Excerpts from bounding box data
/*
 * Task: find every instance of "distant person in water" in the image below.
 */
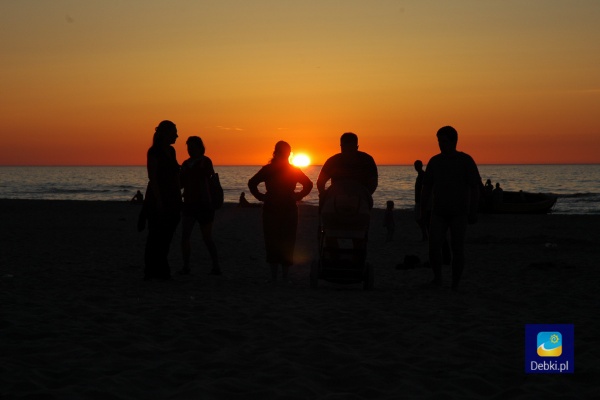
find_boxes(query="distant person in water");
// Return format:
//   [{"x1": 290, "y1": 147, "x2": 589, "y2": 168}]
[
  {"x1": 421, "y1": 126, "x2": 481, "y2": 290},
  {"x1": 248, "y1": 141, "x2": 313, "y2": 282},
  {"x1": 483, "y1": 179, "x2": 494, "y2": 211},
  {"x1": 180, "y1": 136, "x2": 221, "y2": 275},
  {"x1": 492, "y1": 182, "x2": 504, "y2": 204},
  {"x1": 144, "y1": 121, "x2": 181, "y2": 280},
  {"x1": 383, "y1": 200, "x2": 396, "y2": 242},
  {"x1": 317, "y1": 132, "x2": 378, "y2": 208},
  {"x1": 131, "y1": 190, "x2": 144, "y2": 204},
  {"x1": 414, "y1": 160, "x2": 431, "y2": 241},
  {"x1": 238, "y1": 192, "x2": 251, "y2": 207}
]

## TASK REQUIREMENTS
List each line in the material above that contains the word "water".

## SOLUTION FOR THIS EXERCISE
 * Task: find every instance of "distant person in water" in the image below.
find_boxes(query="distant person in water");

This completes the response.